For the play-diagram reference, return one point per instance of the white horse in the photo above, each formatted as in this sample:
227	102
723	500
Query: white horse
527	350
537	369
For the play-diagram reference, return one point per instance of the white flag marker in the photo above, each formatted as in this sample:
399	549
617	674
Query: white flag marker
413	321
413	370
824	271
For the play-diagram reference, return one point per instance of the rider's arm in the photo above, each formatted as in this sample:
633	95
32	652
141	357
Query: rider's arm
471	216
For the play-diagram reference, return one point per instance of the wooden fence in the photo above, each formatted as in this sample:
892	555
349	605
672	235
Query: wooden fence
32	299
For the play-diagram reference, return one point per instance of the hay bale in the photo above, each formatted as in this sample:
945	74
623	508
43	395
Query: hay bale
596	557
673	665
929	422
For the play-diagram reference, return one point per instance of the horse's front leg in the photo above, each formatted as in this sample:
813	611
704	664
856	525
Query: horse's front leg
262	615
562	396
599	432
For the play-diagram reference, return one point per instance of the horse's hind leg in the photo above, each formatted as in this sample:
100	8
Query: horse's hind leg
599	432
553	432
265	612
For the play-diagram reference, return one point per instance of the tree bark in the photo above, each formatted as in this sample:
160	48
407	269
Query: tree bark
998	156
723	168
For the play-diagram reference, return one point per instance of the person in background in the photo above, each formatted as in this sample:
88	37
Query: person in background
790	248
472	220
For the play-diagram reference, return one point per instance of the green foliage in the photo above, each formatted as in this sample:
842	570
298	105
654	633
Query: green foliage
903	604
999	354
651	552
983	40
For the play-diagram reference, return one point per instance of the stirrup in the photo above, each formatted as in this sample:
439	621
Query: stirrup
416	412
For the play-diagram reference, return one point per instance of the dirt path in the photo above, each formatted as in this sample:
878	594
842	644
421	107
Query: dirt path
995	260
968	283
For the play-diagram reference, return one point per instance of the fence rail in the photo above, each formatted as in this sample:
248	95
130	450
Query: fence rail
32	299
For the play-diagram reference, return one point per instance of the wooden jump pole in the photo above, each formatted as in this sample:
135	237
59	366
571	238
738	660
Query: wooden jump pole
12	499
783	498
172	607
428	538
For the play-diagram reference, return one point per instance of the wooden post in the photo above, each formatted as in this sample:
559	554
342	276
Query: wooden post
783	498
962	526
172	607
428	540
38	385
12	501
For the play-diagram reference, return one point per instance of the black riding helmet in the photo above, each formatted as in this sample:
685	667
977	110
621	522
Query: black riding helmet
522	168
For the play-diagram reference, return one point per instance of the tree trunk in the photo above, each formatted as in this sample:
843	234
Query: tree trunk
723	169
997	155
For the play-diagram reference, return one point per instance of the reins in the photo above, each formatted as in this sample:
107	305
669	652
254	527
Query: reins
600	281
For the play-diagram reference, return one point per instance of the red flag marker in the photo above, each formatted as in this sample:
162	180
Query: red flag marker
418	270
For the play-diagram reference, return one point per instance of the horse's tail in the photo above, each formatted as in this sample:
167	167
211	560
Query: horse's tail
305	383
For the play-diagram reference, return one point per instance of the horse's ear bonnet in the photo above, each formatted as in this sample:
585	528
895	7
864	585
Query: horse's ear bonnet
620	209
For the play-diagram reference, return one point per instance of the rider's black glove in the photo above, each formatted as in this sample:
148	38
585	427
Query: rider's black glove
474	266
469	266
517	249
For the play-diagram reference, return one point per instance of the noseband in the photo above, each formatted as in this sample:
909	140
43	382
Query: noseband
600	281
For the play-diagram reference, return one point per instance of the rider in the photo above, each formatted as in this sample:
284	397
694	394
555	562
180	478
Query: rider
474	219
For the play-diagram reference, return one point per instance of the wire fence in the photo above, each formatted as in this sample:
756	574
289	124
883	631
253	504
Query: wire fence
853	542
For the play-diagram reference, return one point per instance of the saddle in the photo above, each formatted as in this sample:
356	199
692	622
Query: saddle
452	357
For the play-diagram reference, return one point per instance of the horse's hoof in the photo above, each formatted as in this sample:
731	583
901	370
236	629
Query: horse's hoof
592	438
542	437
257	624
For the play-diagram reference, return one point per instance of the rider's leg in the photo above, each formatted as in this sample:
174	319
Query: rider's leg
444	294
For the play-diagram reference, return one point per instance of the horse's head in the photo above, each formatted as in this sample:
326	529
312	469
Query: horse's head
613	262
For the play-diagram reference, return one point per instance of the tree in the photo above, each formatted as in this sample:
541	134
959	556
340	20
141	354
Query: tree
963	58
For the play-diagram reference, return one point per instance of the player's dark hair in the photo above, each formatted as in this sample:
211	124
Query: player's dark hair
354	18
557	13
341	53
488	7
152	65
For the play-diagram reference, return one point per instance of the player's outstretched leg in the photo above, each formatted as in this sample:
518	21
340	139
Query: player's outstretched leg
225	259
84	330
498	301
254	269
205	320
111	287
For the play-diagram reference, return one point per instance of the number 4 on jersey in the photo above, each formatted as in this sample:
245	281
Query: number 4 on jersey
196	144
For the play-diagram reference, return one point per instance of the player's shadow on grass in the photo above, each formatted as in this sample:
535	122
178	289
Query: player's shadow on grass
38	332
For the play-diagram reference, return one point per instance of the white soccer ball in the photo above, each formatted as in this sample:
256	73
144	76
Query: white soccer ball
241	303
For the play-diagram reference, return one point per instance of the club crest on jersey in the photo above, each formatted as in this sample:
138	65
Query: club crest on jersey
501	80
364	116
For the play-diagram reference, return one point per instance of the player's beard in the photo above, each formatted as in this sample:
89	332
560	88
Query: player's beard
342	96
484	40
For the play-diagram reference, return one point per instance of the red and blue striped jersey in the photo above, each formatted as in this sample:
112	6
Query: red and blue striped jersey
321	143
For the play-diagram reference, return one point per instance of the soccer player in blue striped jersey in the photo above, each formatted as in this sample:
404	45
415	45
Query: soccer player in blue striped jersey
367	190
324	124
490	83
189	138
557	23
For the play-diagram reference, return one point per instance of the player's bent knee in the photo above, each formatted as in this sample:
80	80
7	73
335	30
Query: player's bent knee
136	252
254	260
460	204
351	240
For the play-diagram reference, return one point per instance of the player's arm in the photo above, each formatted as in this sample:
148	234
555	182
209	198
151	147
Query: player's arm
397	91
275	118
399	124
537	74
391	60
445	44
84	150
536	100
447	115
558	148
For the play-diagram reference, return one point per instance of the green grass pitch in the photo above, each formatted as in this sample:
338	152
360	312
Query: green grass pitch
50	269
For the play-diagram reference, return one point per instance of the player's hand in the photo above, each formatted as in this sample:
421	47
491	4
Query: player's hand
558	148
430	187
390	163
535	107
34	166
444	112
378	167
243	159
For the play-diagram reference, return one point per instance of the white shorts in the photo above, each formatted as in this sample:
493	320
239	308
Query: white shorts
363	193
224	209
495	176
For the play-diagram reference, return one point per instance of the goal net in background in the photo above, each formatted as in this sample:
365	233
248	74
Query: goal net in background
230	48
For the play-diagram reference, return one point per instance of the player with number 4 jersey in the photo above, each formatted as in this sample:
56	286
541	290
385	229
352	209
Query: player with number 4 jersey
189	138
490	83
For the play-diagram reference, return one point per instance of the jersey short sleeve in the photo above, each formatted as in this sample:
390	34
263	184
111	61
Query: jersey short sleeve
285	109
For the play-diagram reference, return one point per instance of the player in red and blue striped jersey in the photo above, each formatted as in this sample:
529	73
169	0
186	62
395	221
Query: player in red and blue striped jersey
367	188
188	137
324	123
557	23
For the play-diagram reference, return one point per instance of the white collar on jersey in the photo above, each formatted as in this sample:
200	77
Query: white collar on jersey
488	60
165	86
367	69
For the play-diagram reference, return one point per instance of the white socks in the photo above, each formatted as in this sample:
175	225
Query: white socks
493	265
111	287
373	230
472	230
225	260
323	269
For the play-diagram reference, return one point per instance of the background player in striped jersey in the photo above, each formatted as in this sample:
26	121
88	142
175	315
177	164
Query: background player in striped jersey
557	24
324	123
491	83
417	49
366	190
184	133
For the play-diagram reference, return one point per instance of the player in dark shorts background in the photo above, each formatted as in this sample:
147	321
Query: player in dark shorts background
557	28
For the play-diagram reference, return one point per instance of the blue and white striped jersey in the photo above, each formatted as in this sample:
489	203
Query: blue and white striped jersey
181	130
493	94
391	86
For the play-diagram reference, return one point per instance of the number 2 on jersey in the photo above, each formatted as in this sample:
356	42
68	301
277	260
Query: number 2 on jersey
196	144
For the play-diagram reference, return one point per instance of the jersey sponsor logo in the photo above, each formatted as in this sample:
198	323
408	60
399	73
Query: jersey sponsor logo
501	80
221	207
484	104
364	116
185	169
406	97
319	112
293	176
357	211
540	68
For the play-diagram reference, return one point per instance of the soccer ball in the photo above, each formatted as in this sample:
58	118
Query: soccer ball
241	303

*Problem*
Quote the line that contains "of the background" and each line after it through the end of the data, exactly, leaving out everything else.

*Solution for this exercise*
For the play-diagram reference, return one point per instance of the background player in striped jersey in the photo above, each formatted as in this sample:
26	121
88	142
175	315
177	164
Query: background player in striped jersey
557	24
324	123
491	83
417	49
366	190
184	133
For the play-diagram reference, return one point per instance of the player in dark shorts background in the photo above, each formatted as in this sample:
147	321
Query: player in dark shorts background
557	28
For the play-diagram reference, return one point per instance of the blue and white striped jersey in the photo above, each formatted as in this sample:
489	203
Query: blue and white striped jersey
181	130
493	94
391	86
For the play-diagram reference, return one point per instance of the number 2 on jersey in the photo above, each formatted as in this sample:
356	42
68	301
277	260
Query: number 2 on jersey
196	144
For the play-diagram reference, return one point per instance of the jersey sponsor logo in the photo above, each formatted as in this sample:
198	323
408	60
399	73
Query: jersey sponsor logo
501	80
221	207
484	104
364	116
185	169
406	97
319	112
293	176
357	211
540	68
For the play-diagram reference, return one point per instance of the soccer ball in the photo above, each formatted as in this sample:
58	118
Query: soccer ball
241	303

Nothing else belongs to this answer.